**WHAT YOU ARE ASKED TO DO:** Copy out only the stretch of the listing below from the line with "flower in the photo above." to the line with "(1437, 203)", putting "lip" wherever "labellum" occurs and changing nothing else.

**GIVEN DATA:**

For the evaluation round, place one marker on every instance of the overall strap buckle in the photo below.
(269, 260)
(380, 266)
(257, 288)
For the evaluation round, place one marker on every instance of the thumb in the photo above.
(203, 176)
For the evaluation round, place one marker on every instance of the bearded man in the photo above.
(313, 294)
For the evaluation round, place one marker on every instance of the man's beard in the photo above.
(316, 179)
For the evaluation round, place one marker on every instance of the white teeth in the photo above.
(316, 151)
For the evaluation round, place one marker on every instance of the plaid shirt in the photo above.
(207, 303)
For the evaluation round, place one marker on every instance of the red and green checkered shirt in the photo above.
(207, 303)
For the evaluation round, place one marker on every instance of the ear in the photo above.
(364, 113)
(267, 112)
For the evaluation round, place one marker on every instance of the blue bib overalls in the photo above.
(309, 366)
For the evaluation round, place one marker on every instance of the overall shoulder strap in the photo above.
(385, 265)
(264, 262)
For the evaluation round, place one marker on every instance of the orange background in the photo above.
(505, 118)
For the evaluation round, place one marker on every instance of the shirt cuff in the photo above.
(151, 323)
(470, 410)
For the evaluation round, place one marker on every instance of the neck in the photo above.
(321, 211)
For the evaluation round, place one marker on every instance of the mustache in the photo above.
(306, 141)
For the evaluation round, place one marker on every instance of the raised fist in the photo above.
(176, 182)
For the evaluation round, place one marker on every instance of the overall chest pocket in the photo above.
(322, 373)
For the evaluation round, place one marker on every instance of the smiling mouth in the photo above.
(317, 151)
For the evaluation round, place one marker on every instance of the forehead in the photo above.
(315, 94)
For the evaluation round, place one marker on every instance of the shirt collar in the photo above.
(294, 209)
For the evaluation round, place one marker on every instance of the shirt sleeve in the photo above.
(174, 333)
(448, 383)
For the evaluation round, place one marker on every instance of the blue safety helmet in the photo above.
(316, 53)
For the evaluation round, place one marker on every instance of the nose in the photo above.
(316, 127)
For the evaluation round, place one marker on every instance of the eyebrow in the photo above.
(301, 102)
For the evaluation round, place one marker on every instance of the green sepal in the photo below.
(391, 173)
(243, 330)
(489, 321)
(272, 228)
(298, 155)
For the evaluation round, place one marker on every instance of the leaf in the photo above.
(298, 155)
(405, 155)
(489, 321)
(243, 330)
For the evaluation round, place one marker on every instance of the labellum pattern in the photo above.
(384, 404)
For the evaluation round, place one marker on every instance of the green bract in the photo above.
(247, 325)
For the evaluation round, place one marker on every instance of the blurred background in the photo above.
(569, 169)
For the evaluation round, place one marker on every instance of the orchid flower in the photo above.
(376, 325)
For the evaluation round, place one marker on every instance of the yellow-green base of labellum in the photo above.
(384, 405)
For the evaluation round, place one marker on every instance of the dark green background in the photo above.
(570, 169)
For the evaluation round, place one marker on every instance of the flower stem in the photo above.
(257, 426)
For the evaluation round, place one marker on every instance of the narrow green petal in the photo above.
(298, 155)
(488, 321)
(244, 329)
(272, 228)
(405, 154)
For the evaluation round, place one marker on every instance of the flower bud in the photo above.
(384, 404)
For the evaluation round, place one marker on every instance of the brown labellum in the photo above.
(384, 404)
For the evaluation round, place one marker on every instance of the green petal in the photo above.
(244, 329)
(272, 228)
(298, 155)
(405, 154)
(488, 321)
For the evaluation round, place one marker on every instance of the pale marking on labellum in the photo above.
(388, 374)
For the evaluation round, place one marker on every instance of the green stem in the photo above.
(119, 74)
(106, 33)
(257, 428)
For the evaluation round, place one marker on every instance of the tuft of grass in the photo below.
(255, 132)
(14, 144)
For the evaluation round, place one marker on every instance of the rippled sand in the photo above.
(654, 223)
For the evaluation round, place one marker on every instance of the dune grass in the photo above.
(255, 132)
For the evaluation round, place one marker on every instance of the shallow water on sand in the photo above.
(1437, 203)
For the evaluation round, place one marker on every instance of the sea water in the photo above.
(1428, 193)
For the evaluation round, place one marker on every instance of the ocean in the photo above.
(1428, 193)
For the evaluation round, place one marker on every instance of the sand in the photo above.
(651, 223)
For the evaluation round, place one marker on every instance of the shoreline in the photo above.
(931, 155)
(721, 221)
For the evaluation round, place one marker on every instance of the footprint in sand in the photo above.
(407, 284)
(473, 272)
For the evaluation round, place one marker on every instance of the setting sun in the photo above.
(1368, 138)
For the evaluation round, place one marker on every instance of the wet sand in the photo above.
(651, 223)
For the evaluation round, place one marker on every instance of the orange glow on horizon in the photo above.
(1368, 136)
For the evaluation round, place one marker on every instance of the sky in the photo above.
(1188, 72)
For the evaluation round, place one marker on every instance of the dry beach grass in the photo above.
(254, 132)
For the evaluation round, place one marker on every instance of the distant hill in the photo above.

**COMPLETE RESPONSE:**
For the evaluation round, place one marker on every instance of the orchid flower in the photo above.
(376, 325)
For the evaluation round, place one marker on every instance of the yellow-green base of lip in the photo above.
(384, 405)
For the evaluation round, place one marker on every instance of the dark green background in the photo above.
(570, 169)
For the evaluation round, place one marker on every instance of the flower stem in the photo above.
(257, 426)
For the evaluation round, place one marker on every instance of the narrow green petal in the photo above.
(298, 155)
(488, 321)
(244, 329)
(272, 228)
(405, 154)
For the evaluation round, place one marker on every instance of the flower bud in the photo above.
(384, 404)
For the evaluation round, place one marker on every instance of the brown lip in the photo above.
(384, 404)
For the evaluation round, place one marker on every instance of the green petal in the photo above.
(244, 329)
(272, 228)
(298, 155)
(405, 154)
(488, 321)
For the evaluation round, place one marker on every instance of the pale marking on lip in the photo above.
(388, 374)
For the evaluation round, place one marker on every instance of the green stem in the photo above.
(119, 74)
(106, 33)
(257, 428)
For the evaluation round, place one marker on every instance of the tuft of grass in the photo below.
(255, 132)
(14, 144)
For the evaluation round, place one marker on every instance of the rippled sand in the photo above.
(654, 223)
For the evaluation round, place one marker on every instance of the dune grass in the photo above.
(255, 132)
For the evaluation round, place one marker on every instance of the shallow water on sand in the photo above.
(1437, 203)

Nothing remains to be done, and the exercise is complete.